Records from a data source:
= = = = =
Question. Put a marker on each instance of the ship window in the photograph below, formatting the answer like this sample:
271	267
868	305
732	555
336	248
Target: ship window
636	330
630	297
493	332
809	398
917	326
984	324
= = = = =
Problem to work on => Set down the records above once more, exactly as given.

Exercise output =>
Question. Put a marker on each instance of the ship window in the photograph below, formatting the answer like this sample:
271	267
868	305
732	555
336	248
Target: ship window
636	330
630	297
493	332
809	398
917	326
984	324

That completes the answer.